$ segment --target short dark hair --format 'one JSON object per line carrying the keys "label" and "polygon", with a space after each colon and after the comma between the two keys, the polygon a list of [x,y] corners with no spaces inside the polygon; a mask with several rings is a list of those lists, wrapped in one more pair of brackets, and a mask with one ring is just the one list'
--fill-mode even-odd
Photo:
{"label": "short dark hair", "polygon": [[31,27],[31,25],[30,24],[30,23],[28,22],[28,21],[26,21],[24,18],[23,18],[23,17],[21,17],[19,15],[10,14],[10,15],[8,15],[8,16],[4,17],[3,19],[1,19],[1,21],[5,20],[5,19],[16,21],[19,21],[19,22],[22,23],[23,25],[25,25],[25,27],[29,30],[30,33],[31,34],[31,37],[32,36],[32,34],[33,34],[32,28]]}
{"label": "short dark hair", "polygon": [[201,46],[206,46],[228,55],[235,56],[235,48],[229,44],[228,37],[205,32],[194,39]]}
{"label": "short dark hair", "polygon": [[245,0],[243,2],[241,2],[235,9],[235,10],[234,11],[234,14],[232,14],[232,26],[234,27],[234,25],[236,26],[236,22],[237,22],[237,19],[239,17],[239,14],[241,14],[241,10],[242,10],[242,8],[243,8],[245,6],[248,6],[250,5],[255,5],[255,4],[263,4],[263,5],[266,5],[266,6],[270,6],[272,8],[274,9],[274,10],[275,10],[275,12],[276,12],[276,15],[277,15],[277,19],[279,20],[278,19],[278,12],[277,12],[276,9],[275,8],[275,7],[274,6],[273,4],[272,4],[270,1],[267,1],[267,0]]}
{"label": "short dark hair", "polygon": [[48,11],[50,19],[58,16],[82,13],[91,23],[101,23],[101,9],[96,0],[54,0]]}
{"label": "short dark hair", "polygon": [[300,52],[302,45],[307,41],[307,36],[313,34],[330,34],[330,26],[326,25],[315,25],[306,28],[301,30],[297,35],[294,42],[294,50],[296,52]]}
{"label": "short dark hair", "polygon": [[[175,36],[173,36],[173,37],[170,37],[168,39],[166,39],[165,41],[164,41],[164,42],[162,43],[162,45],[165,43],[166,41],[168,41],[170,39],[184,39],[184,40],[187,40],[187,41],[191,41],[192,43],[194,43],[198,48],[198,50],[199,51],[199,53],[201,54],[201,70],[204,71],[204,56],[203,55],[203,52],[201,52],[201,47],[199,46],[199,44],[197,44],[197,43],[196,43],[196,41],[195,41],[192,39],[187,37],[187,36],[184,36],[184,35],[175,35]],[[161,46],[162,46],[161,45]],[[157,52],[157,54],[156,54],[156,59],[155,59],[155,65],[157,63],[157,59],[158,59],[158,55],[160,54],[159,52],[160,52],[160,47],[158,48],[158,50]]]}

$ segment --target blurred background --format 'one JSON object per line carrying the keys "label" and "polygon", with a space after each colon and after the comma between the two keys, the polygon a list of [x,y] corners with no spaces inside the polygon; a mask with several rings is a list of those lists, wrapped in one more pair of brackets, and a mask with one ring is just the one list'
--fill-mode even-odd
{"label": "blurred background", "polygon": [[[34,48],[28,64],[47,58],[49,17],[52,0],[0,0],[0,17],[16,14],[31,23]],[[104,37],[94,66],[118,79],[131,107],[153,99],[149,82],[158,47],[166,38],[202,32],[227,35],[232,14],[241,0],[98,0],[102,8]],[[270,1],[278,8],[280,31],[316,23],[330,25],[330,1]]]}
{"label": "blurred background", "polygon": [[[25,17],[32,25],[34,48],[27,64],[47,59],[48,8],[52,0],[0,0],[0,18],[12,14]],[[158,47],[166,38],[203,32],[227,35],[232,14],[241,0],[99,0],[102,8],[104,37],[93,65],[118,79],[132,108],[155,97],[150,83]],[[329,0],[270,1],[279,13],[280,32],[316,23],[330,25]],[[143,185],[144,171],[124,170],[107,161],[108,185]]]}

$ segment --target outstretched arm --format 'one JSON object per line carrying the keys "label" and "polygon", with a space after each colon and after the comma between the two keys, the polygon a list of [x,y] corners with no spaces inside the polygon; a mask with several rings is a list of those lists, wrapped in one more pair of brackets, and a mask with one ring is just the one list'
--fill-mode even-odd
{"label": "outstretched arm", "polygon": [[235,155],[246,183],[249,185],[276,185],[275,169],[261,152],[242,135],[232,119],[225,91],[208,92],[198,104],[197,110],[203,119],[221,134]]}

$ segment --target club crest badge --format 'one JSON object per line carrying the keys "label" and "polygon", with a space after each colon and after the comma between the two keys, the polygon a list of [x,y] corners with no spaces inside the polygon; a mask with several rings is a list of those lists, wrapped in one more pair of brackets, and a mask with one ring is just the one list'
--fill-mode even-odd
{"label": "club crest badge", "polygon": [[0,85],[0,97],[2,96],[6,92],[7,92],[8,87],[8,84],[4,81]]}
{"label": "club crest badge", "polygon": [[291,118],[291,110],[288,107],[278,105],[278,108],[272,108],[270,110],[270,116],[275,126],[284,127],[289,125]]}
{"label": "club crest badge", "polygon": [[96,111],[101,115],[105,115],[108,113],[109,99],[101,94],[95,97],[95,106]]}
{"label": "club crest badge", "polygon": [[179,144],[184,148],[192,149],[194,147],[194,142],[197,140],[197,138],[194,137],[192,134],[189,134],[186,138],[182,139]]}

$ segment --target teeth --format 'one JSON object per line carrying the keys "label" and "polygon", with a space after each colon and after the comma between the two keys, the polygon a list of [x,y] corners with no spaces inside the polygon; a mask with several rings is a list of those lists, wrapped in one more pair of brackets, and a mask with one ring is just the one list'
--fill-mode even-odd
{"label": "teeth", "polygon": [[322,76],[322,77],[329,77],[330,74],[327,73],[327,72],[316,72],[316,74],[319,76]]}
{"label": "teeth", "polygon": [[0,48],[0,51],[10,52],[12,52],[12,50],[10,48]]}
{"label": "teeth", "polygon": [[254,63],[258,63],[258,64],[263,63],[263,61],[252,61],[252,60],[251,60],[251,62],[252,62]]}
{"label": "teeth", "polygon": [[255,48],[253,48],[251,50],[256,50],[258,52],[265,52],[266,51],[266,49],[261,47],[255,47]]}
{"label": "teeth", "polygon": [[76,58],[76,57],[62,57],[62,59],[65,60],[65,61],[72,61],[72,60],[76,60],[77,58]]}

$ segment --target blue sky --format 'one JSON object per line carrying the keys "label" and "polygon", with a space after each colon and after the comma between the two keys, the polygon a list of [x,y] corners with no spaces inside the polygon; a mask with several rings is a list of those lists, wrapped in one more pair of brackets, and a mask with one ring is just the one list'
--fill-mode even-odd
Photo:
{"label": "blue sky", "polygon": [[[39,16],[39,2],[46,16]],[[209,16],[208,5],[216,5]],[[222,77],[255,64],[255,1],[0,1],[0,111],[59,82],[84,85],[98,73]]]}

• WHAT YOU ARE ASKED TO DO
Write out the material from the first line to the last, exactly.

• EXPECTED ANSWER
$ segment --target short dark hair --format 'one JSON object per line carrying the keys "label" and "polygon", with a space after each colon and after the comma between the two keys, the polygon a list of [x,y] corners with no spaces inside the polygon; a mask with several rings is a list of those lists, wrapped in one more pair of brackets, and a mask with one ring is just the one list'
--fill-mode even-odd
Photo:
{"label": "short dark hair", "polygon": [[31,27],[31,25],[30,24],[30,23],[28,22],[28,21],[26,21],[24,18],[23,18],[23,17],[21,17],[19,15],[10,14],[10,15],[8,15],[8,16],[4,17],[3,19],[1,19],[1,21],[5,20],[5,19],[16,21],[19,21],[19,22],[22,23],[23,25],[25,25],[25,27],[29,30],[30,33],[31,34],[31,37],[32,36],[32,34],[33,34],[32,28]]}
{"label": "short dark hair", "polygon": [[201,46],[206,46],[228,55],[235,56],[235,48],[229,44],[228,37],[205,32],[194,39]]}
{"label": "short dark hair", "polygon": [[245,0],[243,2],[241,2],[235,9],[235,10],[234,11],[234,14],[232,14],[232,26],[234,27],[234,25],[236,26],[236,22],[237,22],[237,19],[239,17],[239,14],[241,14],[241,10],[242,10],[242,8],[243,8],[245,6],[248,6],[250,5],[255,5],[255,4],[263,4],[263,5],[266,5],[266,6],[270,6],[272,8],[274,9],[274,10],[275,10],[275,12],[276,12],[276,15],[277,15],[277,19],[279,20],[278,19],[278,12],[277,12],[276,9],[275,8],[275,7],[274,6],[273,4],[272,4],[270,1],[267,1],[267,0]]}
{"label": "short dark hair", "polygon": [[48,11],[50,19],[58,16],[82,13],[91,23],[101,23],[101,9],[96,0],[54,0]]}
{"label": "short dark hair", "polygon": [[300,52],[302,45],[307,41],[307,36],[313,34],[330,34],[330,26],[326,25],[315,25],[306,28],[301,30],[297,35],[294,42],[294,50],[296,52]]}
{"label": "short dark hair", "polygon": [[[175,36],[173,36],[173,37],[170,37],[168,39],[166,39],[165,41],[164,41],[164,42],[162,43],[162,45],[165,43],[166,41],[168,41],[170,39],[184,39],[184,40],[187,40],[187,41],[191,41],[192,43],[194,43],[198,48],[198,50],[199,51],[199,53],[201,54],[201,70],[204,71],[204,56],[203,55],[203,52],[201,52],[201,47],[199,46],[199,44],[197,44],[197,43],[196,43],[196,41],[195,41],[192,39],[187,37],[187,36],[184,36],[184,35],[175,35]],[[161,46],[162,46],[161,45]],[[157,52],[157,54],[156,54],[156,59],[155,59],[155,65],[157,63],[157,59],[158,59],[158,55],[160,54],[159,52],[160,52],[160,47],[158,48],[158,50]]]}

$ segment --target blurred background --format 'one JSON object per line carrying the keys "label" and "polygon", with a space after each colon and after the comma between the two keys, the polygon a list of [x,y] corners with no spaces inside the polygon; a mask with several rings is a list of those lists, wrapped in one more pair of brackets, and a mask with one ring is just the one list'
--fill-mode even-odd
{"label": "blurred background", "polygon": [[[34,48],[28,64],[47,58],[49,17],[52,0],[0,0],[0,17],[16,14],[31,23]],[[104,37],[94,66],[118,79],[131,107],[153,99],[149,82],[158,47],[166,38],[202,32],[227,35],[232,14],[241,0],[98,0],[102,8]],[[270,1],[278,8],[280,31],[316,23],[330,25],[330,1]]]}
{"label": "blurred background", "polygon": [[[25,17],[32,25],[34,48],[27,64],[47,59],[48,8],[52,0],[0,0],[0,18],[12,14]],[[158,47],[166,38],[203,32],[227,35],[232,14],[241,0],[99,0],[102,8],[104,37],[93,65],[118,79],[132,108],[155,97],[150,83]],[[329,0],[270,1],[279,13],[280,32],[316,23],[330,25]],[[143,185],[144,171],[124,170],[107,161],[108,185]]]}

$ segment --target outstretched arm --format 'one JSON object per line carrying the keys "label" and "polygon", with a space after each colon and after the comma between the two keys, the polygon a list of [x,y] corners with no spaces inside the polygon; a mask with several rings is a list of those lists, wrapped in one more pair of brackets, and a mask with one ring is just the one list'
--fill-mode even-odd
{"label": "outstretched arm", "polygon": [[235,155],[246,183],[249,185],[276,185],[275,169],[261,152],[242,135],[232,119],[225,91],[208,92],[198,104],[197,110],[203,119],[221,134]]}

$ segment --target club crest badge --format 'one JSON object per line carrying the keys "label" and "polygon", with a space after each colon and after the comma between the two keys, the polygon a list of [x,y] corners with no spaces inside the polygon; a mask with several rings is a list of those lists, wrapped in one more pair of brackets, and a mask with one ring is just the one list'
--fill-mode even-odd
{"label": "club crest badge", "polygon": [[0,85],[0,97],[2,96],[6,92],[7,92],[8,87],[8,84],[4,81]]}
{"label": "club crest badge", "polygon": [[291,118],[291,110],[288,107],[278,105],[278,108],[272,108],[270,110],[270,116],[275,126],[284,127],[289,125]]}
{"label": "club crest badge", "polygon": [[96,111],[101,115],[105,115],[108,113],[109,99],[101,94],[95,97],[95,106]]}
{"label": "club crest badge", "polygon": [[179,144],[184,148],[192,149],[194,147],[194,142],[197,140],[197,138],[194,137],[192,134],[189,134],[186,138],[182,139]]}

$ segment --target teeth --format 'one JSON object per line carrying the keys "label" and "polygon", with a space after each colon and after the comma between the two keys, the polygon a list of [x,y] corners with no spaces inside the polygon; a mask with several rings is a list of those lists, wrapped in one more pair of brackets, and a mask with one ring is just the one list'
--fill-mode even-odd
{"label": "teeth", "polygon": [[322,76],[322,77],[329,77],[330,74],[327,73],[327,72],[316,72],[316,74],[319,76]]}
{"label": "teeth", "polygon": [[0,48],[0,51],[10,52],[12,52],[12,50],[10,48]]}
{"label": "teeth", "polygon": [[254,63],[258,63],[258,64],[263,63],[263,61],[252,61],[252,60],[251,60],[251,62],[252,62]]}
{"label": "teeth", "polygon": [[255,48],[253,48],[251,50],[256,50],[258,52],[265,52],[266,51],[266,49],[261,47],[255,47]]}
{"label": "teeth", "polygon": [[76,58],[76,57],[62,57],[62,59],[65,60],[65,61],[72,61],[72,60],[76,60],[77,58]]}

$ segment --target blue sky --format 'one JSON object per line carrying the keys "label" and "polygon", with a space after each colon and after the comma between the two keys, the polygon a list of [x,y] corners with no spaces inside the polygon; a mask with several rings is a list of those lists, wrapped in one more pair of brackets, and a mask with one ring is just the one list'
--fill-mode even-odd
Photo:
{"label": "blue sky", "polygon": [[[39,16],[39,2],[46,16]],[[209,16],[208,5],[216,5]],[[222,77],[255,64],[255,1],[0,1],[0,111],[59,82],[84,85],[98,73]]]}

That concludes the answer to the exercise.